---------- PROVIDED TEXT

One’s a former White House spokesman and best-selling political writer (Michael Sheen) always on TV. Another’s a rich movie director (Mike White) whose mansion is on the cover of “Architectural Digest.”

There’s the tech guru (Jemaine Clement) who retired at 40 and lives in Maui with two nubile young women.

And a hedge fund manager (Luke Wilson) with his own private jet and designer upper class family finishes off the quartet of envy.

Brad’s starting to realize that running an online non-profit consulting firm in Sacramento — “a secondary market” — mediocrity incarnate, where he’s “surrounded by beta males” — weren’t the best choices. Wife Melanie (Jenna Fischer, where’ve you been since “The Office?”) may be happy and satisfied. But Brad seethes over the lack of status, the absence of luxury in their lives, the petty indignities inflicted on people whom the service sector figures they can dismiss.

Hell, he can’t even upgrade their plane tickets when he takes his musician son (Austin Abrams) to Boston to visit colleges Brad could never get into.

This trip — they plan to hit Harvard, Tufts, Amherst and Williams — is eye-opening for Brad. His boy Troy may be affect a laid-back attitude, but it’s obvious his dad’s been too self-absorbed to be fully tuned in to the kid’s life.

As in, he’s applied to Harvard, and just might get in. The kid dismisses even bothering with Yale. He’s a prodigy and a scholar. Brad? He’s a newspaper journalist laid-off into non-profit work. He desperately wanted to go to Yale.

White may rely entirely too much on interior monologues — Brad fretting that “the world hated me, and the feeling was mutual.” But he’s cooked up a vivid flesh-and-blood portrait of angst for the angsty-Stiller to play. Brad fantasizes the paths he might have taken, about the “easy” lives of those ex-classmates, veers between envy and schadenfreude in his obsessions about them. His “advice” to a Harvard friend of Troy’s (Shazi Raja) is a cry for help, a lament filled with self-pitying white privilege.

--------------------

- [WHAT YOU WILL DO]: Quote the movie review in full, word for word. The listing that comes next is from a separate source.

---------- EXTRACTED INFORMATION

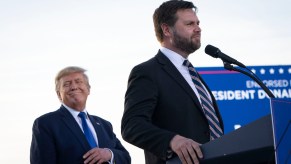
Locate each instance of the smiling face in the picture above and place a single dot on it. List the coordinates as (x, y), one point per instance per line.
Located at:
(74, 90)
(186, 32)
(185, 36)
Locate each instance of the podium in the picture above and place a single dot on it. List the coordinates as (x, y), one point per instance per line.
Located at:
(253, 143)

--------------------
---------- EXTRACTED INFORMATION

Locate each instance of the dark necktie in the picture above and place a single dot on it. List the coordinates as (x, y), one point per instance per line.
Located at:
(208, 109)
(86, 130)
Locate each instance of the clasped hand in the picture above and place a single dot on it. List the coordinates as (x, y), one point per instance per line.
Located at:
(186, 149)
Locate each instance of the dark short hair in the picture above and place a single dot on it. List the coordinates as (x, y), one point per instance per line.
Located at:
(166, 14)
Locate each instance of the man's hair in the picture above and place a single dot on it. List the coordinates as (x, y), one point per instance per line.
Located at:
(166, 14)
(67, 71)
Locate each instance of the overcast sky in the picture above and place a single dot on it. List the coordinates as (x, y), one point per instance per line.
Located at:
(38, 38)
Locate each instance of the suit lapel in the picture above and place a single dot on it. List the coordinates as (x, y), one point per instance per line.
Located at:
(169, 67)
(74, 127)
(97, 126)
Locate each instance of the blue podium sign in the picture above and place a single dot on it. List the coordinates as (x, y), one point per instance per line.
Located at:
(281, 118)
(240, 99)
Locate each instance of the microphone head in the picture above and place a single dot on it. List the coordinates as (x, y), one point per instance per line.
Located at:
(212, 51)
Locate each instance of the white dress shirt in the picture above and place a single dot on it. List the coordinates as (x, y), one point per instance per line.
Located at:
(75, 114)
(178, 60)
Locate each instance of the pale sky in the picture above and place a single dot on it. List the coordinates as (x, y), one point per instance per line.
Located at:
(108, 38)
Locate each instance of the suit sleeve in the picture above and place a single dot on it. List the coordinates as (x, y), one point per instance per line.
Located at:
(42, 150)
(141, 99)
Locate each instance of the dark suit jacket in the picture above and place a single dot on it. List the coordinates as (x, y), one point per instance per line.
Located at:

--------------------

- [WRITTEN ANSWER]:
One’s a former White House spokesman and best-selling political writer (Michael Sheen) always on TV. Another’s a rich movie director (Mike White) whose mansion is on the cover of “Architectural Digest.”

There’s the tech guru (Jemaine Clement) who retired at 40 and lives in Maui with two nubile young women.

And a hedge fund manager (Luke Wilson) with his own private jet and designer upper class family finishes off the quartet of envy.

Brad’s starting to realize that running an online non-profit consulting firm in Sacramento — “a secondary market” — mediocrity incarnate, where he’s “surrounded by beta males” — weren’t the best choices. Wife Melanie (Jenna Fischer, where’ve you been since “The Office?”) may be happy and satisfied. But Brad seethes over the lack of status, the absence of luxury in their lives, the petty indignities inflicted on people whom the service sector figures they can dismiss.

Hell, he can’t even upgrade their plane tickets when he takes his musician son (Austin Abrams) to Boston to visit colleges Brad could never get into.

This trip — they plan to hit Harvard, Tufts, Amherst and Williams — is eye-opening for Brad. His boy Troy may be affect a laid-back attitude, but it’s obvious his dad’s been too self-absorbed to be fully tuned in to the kid’s life.

As in, he’s applied to Harvard, and just might get in. The kid dismisses even bothering with Yale. He’s a prodigy and a scholar. Brad? He’s a newspaper journalist laid-off into non-profit work. He desperately wanted to go to Yale.

White may rely entirely too much on interior monologues — Brad fretting that “the world hated me, and the feeling was mutual.” But he’s cooked up a vivid flesh-and-blood portrait of angst for the angsty-Stiller to play. Brad fantasizes the paths he might have taken, about the “easy” lives of those ex-classmates, veers between envy and schadenfreude in his obsessions about them. His “advice” to a Harvard friend of Troy’s (Shazi Raja) is a cry for help, a lament filled with self-pitying white privilege.